=== SUPPLIED MATERIAL ===

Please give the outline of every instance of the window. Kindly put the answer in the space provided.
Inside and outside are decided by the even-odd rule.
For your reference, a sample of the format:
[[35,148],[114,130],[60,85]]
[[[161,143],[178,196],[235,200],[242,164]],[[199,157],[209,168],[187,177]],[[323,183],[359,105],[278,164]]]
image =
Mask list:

===

WHAT NEEDS TO BE DONE
From the data above, copy each line that contains the word "every".

RESULT FOR THIS EXERCISE
Please give the outline of every instance of the window. Kindly put the answer in the space provided.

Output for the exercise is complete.